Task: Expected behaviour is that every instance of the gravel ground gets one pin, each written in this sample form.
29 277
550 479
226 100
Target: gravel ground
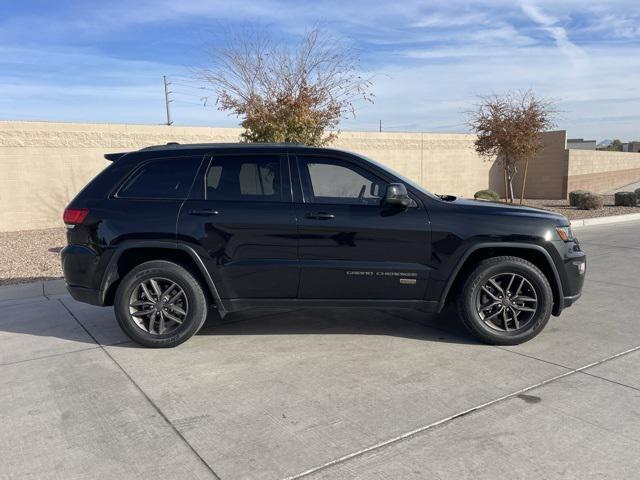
572 213
31 255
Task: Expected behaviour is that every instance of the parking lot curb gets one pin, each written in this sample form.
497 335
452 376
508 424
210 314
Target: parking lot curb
605 220
42 288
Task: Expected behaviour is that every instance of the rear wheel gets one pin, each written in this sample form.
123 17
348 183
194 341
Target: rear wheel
160 304
505 301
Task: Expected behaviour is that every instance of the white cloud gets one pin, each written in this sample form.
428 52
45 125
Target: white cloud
574 54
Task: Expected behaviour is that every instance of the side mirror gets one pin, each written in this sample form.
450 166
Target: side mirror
397 195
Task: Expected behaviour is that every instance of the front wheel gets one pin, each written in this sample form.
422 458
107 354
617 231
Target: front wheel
160 304
505 301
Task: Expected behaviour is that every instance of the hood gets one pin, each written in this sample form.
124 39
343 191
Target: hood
494 208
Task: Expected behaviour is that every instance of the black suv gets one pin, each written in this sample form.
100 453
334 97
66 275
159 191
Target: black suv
167 231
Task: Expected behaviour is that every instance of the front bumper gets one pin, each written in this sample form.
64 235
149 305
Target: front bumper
572 279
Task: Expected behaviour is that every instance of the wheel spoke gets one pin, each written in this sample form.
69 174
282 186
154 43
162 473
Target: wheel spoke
524 309
156 288
493 315
493 297
489 305
524 299
513 277
161 323
141 303
152 321
504 319
146 291
177 309
172 317
498 287
515 318
175 297
158 305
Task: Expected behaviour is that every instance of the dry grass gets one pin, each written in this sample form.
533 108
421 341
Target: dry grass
572 213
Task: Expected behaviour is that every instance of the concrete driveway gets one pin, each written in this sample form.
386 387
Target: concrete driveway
329 394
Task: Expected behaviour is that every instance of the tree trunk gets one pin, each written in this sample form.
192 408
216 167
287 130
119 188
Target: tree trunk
506 186
524 181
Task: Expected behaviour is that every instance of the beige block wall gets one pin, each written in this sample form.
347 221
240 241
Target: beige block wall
601 171
547 171
44 164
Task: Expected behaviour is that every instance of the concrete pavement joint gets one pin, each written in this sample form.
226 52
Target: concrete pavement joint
53 355
419 430
144 394
613 284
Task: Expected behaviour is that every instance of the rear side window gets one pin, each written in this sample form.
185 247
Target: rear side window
169 178
255 178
**********
- [YOUR TASK]: Transcribe each line of the material above verbatim, but do not include the images.

- [REPLY TO THE TASK]:
Task: Expected behaviour is that every instance of the gravel ground gets one pin, each written in this sample form.
29 277
550 479
226 100
Target: gravel ground
572 213
31 255
Task: Expected behaviour is that every instance of the parking lot curb gets one pin, each written in this sample form.
497 335
452 376
508 424
210 314
Target: parking lot curb
605 220
42 288
Task: Expected behaviour is that every instance of the rear wheel gets one pin, each written in this sample form.
123 17
348 183
194 341
Target: rear wheel
160 304
505 301
Task: Expected behaviour is that every instance of the white cloud gets one pin, each written in this sample form.
428 52
45 125
Target: white cloud
574 54
Task: Expected behaviour is that every instance of the side mirror gets one pin, each written in this sample form.
450 166
Target: side mirror
397 195
Task: Expected behaviour is that every instance of the front wheel gets one pin, each written in this sample form.
422 458
107 354
617 231
Target: front wheel
160 304
505 301
Task: Expected behaviour is that every instance of the hood gets one pin, each written in this sample form.
124 39
343 191
Target: hood
494 208
Task: Expected behaviour is that every instance of the black suv gets one pin, each written in this sample form.
100 453
334 97
66 275
159 191
Target: black suv
167 231
Task: Expected behaviour is that every instance of the front bumper gets one pin, each written in this sample form.
64 235
149 305
Target: front bumper
572 279
Task: Expected behaviour is that every instance of the wheel spoke gets one pin, each written in this sample form.
69 174
282 186
154 43
162 473
Target: wheel spoke
524 309
156 288
493 315
493 297
489 305
524 299
513 277
161 323
141 303
152 321
504 319
146 291
177 309
172 317
498 287
515 318
175 297
158 305
Task: Expected behaviour is that every instance of the dry grass gets one pin, each written in this sample form.
533 108
421 341
Target: dry grass
572 213
Task: Expected behaviour is that every instance of the concrete driveway gets one pin, each written in this sample form.
386 387
Target: concrete driveway
329 394
Task: Expected behaviour is that every instance of the tree trunk gets one pin, each written in this sample form.
192 408
216 167
287 130
119 188
Target: tree trunk
506 186
524 181
Task: Expected behaviour is that every instance of the beige block wall gets one pin, each written in this sample form.
347 221
240 241
Target: beige block wall
601 171
547 171
44 164
Task: Expected behaviour is that every instance of the concrete pavement joint gets one pin, each written in this sample form.
226 52
Target: concrete pavement joint
53 355
419 430
144 394
613 284
Task: Expected behaviour is that every instance of the rear side window gets one pin, each written in this sample form.
185 247
Target: rear side window
169 178
255 178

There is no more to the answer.